▶ DIRECTIONS FOR THIS TASK: Count the lines of the records below that contain the string "snow", with case taken into account, and give only that number.
***** RECORDS FOR THIS TASK *****
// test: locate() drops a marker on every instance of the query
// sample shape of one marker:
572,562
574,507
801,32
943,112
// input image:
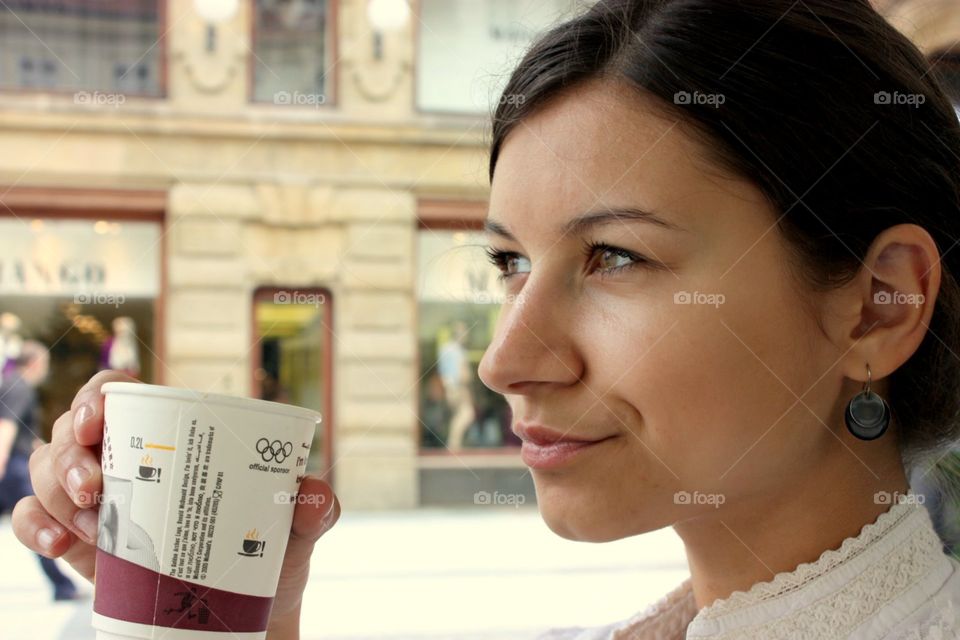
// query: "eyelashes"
502,260
595,253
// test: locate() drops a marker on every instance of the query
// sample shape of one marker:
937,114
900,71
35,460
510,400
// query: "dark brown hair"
830,111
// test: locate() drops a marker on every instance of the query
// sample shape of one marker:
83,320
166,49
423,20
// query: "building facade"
279,198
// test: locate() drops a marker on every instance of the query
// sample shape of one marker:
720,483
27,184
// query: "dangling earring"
867,415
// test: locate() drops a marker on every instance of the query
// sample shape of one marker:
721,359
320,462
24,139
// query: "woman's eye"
610,259
508,262
607,259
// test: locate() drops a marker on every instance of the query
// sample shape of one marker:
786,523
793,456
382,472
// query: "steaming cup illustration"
187,509
147,472
252,546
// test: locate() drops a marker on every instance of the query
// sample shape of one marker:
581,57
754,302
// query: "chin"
584,517
578,517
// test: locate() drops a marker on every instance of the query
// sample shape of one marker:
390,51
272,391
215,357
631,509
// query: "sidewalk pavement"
487,573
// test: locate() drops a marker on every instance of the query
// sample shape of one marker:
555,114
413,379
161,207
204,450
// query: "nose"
532,346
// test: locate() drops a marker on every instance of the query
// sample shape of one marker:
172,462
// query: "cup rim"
202,397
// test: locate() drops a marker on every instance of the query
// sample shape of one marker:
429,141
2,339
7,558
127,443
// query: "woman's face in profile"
683,344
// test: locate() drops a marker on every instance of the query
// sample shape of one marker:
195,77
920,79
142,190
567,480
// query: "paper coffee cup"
198,497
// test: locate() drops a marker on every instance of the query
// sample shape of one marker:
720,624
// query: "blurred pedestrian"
19,429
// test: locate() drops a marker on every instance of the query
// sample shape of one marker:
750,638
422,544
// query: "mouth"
544,448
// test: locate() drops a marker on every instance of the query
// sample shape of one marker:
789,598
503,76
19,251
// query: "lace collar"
829,597
839,591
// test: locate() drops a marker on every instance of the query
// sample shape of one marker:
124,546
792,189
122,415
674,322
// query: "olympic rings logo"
275,451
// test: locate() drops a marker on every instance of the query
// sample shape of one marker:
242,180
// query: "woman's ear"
890,302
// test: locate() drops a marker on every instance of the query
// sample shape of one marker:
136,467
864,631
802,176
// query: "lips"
544,448
543,436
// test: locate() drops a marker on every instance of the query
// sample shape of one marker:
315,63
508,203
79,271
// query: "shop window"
466,48
292,52
458,300
292,358
112,46
88,290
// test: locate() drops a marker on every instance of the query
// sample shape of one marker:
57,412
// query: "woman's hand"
61,520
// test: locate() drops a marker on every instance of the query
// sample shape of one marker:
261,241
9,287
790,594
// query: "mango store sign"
67,257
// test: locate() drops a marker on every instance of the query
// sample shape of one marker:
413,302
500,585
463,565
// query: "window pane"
466,48
290,52
91,45
292,348
458,299
86,289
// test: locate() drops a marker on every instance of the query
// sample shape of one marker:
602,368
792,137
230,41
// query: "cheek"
712,396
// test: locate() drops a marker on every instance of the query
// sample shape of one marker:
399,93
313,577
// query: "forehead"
601,144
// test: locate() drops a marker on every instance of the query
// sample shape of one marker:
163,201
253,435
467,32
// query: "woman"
727,228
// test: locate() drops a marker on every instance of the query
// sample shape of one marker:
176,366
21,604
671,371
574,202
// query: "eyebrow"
591,219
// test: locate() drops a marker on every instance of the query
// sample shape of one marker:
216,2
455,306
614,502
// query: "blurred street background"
492,573
283,199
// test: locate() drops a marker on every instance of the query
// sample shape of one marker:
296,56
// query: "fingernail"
328,516
46,537
86,521
84,412
75,479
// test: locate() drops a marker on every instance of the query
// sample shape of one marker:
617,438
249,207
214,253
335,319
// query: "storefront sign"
454,268
467,48
45,257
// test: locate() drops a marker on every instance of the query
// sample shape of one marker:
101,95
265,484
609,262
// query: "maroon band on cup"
126,591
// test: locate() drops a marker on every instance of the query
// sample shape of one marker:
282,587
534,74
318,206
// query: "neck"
752,539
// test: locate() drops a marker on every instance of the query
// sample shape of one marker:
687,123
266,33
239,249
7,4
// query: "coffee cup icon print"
147,472
252,546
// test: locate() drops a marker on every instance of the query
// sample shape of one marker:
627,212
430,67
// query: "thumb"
317,510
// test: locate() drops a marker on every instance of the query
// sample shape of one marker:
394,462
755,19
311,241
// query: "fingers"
40,532
316,512
87,407
76,467
79,519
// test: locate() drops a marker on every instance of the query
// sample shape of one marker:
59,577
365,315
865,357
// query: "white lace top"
890,582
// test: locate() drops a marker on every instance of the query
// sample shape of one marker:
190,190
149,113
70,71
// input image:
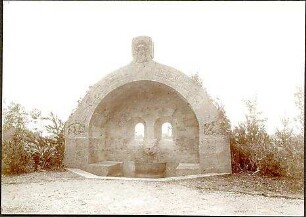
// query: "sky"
53,51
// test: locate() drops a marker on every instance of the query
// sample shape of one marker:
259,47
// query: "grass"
246,183
249,183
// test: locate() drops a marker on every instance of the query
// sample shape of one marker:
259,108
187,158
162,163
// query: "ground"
69,193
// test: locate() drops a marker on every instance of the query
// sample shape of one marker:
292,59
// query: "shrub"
15,159
26,150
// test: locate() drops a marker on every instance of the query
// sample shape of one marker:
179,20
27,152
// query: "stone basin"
150,170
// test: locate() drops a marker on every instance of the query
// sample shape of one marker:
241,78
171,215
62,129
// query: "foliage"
25,148
222,120
15,159
281,154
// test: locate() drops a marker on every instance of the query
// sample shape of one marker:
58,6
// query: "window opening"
167,130
139,131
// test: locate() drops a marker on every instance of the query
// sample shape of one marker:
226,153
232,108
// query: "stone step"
184,169
150,170
106,168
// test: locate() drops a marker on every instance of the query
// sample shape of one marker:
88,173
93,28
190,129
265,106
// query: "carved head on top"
142,48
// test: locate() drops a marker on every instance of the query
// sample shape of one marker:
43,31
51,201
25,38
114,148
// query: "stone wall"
144,91
152,104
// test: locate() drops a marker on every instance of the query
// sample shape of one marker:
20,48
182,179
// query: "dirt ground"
68,193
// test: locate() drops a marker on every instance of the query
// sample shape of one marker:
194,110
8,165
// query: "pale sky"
53,51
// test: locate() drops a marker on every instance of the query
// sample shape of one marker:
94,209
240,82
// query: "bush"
15,159
25,149
281,154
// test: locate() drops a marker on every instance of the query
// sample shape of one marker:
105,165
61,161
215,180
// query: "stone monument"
174,116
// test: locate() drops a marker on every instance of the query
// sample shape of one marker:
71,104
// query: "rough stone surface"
102,128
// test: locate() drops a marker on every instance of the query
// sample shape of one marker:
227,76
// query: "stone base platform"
106,168
184,169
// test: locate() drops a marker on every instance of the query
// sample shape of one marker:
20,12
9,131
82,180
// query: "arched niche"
152,104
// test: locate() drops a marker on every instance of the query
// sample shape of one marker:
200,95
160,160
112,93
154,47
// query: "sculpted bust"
142,48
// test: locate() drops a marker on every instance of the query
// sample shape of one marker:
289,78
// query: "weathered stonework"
100,133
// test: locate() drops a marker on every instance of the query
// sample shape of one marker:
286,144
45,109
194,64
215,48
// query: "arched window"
167,130
139,131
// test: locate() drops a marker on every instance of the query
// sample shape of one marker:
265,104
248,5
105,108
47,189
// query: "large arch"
85,142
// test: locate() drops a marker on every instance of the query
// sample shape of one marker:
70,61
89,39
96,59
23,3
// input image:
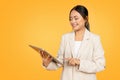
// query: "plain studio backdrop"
42,23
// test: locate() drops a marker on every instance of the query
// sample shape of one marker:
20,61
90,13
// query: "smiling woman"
80,51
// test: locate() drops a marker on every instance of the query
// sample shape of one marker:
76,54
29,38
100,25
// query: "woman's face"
76,20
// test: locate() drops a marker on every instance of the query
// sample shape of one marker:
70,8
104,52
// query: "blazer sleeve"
97,63
53,65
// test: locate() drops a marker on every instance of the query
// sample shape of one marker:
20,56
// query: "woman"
80,51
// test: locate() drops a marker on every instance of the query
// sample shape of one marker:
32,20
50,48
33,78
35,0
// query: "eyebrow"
74,16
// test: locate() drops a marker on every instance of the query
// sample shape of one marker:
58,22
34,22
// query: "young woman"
80,51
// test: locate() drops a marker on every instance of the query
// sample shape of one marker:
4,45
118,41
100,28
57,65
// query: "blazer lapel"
71,42
84,43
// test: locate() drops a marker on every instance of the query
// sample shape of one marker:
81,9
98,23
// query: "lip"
74,25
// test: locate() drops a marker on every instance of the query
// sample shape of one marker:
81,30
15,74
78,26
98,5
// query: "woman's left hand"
73,61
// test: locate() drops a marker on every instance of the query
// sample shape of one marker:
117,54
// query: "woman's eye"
76,18
70,19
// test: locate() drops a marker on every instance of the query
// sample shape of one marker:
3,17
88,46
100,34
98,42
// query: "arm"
97,63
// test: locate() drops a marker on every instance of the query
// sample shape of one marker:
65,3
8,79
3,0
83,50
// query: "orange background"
42,23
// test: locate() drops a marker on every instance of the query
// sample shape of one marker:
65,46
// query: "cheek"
81,22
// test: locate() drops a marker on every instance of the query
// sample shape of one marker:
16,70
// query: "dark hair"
83,12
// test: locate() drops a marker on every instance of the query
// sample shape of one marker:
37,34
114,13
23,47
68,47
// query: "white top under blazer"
90,53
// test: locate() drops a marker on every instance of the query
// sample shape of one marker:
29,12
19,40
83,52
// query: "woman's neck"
79,34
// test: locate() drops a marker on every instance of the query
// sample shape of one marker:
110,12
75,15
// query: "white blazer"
91,55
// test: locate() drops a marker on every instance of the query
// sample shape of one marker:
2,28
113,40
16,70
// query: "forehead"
75,13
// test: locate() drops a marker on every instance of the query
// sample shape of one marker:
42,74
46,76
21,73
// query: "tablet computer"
45,54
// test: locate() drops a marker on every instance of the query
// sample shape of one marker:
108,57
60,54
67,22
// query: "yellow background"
42,23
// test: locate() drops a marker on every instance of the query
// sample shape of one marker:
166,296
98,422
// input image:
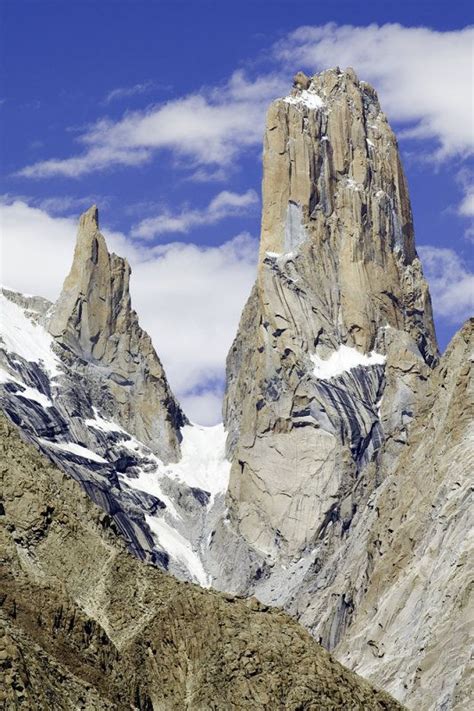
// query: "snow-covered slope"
165,511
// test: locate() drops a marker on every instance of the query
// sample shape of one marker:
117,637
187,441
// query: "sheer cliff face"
337,337
84,625
93,319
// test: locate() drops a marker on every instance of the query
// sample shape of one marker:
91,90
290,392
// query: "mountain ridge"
331,491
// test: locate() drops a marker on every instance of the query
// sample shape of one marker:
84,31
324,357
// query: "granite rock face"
84,625
339,491
337,338
93,319
350,442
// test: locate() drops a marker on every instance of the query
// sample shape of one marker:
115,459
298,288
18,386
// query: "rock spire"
93,318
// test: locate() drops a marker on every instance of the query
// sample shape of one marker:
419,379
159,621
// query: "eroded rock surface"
93,319
337,338
84,625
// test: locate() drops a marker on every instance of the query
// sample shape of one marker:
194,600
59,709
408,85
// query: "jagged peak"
327,86
90,218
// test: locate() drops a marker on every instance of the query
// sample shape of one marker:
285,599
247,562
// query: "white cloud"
466,208
124,92
210,127
451,283
423,77
189,298
225,204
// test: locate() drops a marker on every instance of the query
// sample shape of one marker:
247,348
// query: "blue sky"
154,110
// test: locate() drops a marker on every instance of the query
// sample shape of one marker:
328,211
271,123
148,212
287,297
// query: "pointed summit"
90,218
93,319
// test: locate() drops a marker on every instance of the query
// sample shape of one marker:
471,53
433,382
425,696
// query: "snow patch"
25,338
178,548
352,185
203,463
305,98
25,390
343,360
99,423
76,449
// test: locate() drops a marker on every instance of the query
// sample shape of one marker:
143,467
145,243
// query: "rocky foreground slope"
339,489
85,625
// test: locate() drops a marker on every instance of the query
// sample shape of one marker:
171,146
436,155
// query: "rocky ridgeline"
84,625
93,320
347,438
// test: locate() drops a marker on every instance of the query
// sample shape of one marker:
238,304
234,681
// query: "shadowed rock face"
93,319
338,281
84,625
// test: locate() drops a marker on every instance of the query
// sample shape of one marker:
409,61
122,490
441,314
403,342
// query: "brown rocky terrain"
85,625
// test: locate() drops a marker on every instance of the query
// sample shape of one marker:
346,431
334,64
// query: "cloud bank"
225,204
210,127
451,283
189,298
423,78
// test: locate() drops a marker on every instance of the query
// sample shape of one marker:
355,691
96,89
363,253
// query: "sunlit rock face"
93,319
339,486
338,281
351,443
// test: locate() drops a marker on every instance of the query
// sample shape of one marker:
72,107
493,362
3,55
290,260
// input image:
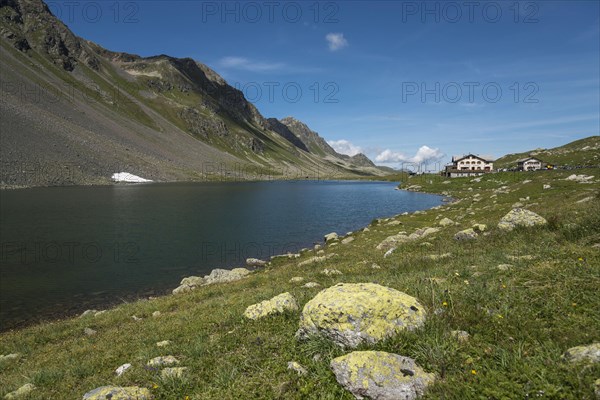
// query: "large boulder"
380,375
276,305
225,275
520,217
353,313
118,393
589,353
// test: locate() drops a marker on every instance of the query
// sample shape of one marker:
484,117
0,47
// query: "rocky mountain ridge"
96,112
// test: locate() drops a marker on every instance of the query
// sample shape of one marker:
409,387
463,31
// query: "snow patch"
127,177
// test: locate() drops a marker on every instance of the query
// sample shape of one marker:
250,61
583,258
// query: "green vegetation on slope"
583,152
521,318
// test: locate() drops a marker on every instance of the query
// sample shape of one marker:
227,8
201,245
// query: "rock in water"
353,313
118,393
520,217
255,262
379,375
276,305
330,237
590,353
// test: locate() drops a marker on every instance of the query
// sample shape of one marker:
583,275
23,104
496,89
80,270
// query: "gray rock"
586,354
173,372
89,331
520,217
467,234
118,393
382,376
294,366
255,262
162,360
21,392
331,237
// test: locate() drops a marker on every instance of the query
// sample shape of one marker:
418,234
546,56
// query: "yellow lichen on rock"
276,305
118,393
380,375
351,314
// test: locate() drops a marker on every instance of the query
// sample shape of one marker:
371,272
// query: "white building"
469,165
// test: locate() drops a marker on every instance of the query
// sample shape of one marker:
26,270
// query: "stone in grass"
276,305
162,360
350,314
89,331
21,392
118,393
380,375
173,372
310,285
446,222
121,370
467,234
504,267
294,366
8,357
331,272
587,354
520,217
461,336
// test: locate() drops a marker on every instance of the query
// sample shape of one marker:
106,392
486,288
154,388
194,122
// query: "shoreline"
109,303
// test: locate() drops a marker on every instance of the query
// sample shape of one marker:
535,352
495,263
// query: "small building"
529,164
469,165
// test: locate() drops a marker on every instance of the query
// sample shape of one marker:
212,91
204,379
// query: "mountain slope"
74,113
583,152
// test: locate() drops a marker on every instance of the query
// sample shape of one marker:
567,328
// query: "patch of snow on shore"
127,177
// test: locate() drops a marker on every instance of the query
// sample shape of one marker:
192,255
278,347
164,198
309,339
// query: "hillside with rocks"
76,113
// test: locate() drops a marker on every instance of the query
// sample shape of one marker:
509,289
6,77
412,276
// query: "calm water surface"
72,248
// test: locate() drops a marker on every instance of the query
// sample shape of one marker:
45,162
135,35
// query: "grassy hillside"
521,319
584,152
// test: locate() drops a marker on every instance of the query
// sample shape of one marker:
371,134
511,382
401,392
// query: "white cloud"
336,41
424,155
345,147
249,65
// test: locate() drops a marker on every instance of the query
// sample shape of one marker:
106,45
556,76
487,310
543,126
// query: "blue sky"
401,81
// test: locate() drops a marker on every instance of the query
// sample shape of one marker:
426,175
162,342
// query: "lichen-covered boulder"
21,392
225,275
520,217
118,393
589,353
353,313
276,305
382,376
467,234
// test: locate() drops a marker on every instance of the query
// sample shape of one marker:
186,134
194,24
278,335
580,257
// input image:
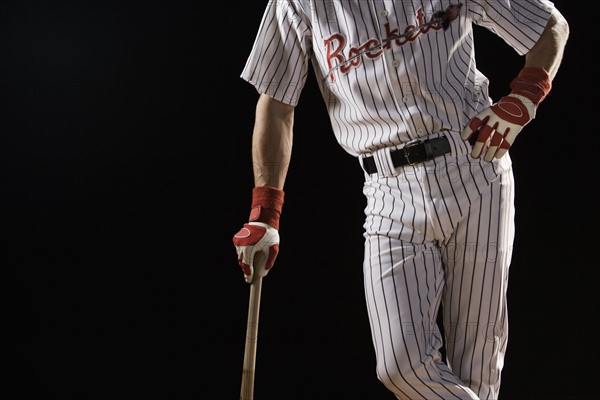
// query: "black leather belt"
413,153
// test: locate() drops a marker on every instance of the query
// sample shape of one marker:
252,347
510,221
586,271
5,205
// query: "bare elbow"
559,25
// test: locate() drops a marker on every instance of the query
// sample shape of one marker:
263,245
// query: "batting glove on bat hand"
498,126
257,243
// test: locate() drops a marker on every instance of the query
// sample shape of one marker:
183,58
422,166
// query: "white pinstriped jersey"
406,88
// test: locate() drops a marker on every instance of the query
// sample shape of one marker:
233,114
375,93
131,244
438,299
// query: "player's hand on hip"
257,246
497,126
257,243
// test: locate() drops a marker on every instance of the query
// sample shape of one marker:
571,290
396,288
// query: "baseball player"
404,96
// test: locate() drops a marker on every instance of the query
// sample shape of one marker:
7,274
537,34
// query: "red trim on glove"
267,202
533,83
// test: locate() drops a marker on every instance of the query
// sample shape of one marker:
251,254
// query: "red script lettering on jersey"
372,48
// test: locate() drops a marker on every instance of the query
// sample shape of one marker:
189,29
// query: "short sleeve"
519,23
280,57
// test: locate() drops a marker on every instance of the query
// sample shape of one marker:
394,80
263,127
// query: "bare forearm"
548,51
272,142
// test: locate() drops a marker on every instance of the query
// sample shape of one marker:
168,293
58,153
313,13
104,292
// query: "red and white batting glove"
497,126
257,243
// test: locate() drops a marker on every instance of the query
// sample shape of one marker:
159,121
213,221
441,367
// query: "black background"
126,170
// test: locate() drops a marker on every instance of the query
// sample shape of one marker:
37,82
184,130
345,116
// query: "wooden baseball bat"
247,390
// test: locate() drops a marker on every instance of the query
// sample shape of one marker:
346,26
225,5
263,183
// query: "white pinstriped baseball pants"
440,232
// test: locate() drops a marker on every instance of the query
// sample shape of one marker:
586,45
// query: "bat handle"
247,389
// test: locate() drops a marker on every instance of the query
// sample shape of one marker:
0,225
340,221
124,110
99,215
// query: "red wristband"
533,83
267,202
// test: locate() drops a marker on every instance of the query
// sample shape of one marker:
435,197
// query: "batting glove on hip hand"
498,126
257,243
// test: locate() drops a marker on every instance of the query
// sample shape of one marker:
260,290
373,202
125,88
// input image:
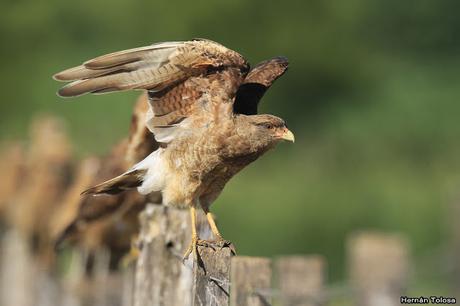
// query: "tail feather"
126,181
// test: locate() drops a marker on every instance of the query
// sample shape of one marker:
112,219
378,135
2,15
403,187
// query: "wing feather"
256,83
181,78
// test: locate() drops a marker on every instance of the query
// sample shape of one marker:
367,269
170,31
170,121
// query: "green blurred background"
371,94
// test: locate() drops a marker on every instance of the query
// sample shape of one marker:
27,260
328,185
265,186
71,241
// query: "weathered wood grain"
161,277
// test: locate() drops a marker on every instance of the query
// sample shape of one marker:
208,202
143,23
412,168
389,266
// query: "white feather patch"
155,178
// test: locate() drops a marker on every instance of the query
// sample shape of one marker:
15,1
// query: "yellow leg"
219,239
212,223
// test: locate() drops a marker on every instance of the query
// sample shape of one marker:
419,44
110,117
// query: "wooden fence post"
161,278
301,280
379,265
251,281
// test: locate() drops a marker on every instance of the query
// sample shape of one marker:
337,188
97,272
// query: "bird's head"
269,129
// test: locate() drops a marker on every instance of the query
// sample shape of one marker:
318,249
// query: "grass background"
372,95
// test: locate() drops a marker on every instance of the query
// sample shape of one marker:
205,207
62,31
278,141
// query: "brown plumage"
203,106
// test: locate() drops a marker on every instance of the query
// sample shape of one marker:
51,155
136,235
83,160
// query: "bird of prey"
203,101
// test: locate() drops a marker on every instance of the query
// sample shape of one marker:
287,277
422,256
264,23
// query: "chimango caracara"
203,111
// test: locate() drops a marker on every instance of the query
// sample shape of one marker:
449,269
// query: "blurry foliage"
372,94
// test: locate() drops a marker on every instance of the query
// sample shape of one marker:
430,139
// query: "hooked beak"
288,135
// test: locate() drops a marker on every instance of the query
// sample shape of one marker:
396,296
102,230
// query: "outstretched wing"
256,83
191,80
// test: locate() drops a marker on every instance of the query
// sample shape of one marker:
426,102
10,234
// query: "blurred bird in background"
106,222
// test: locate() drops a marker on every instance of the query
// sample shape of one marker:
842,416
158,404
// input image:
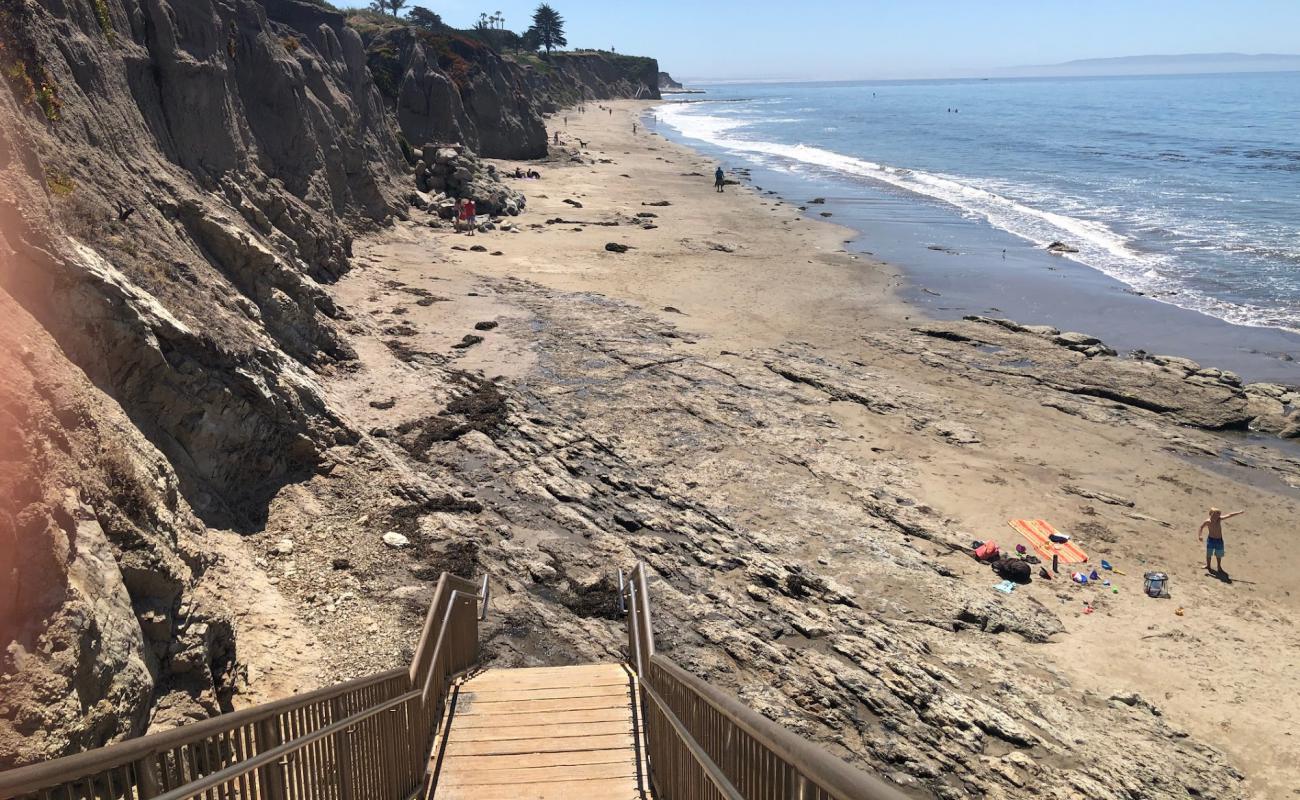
*****
▶ ANSWER IN FULL: 4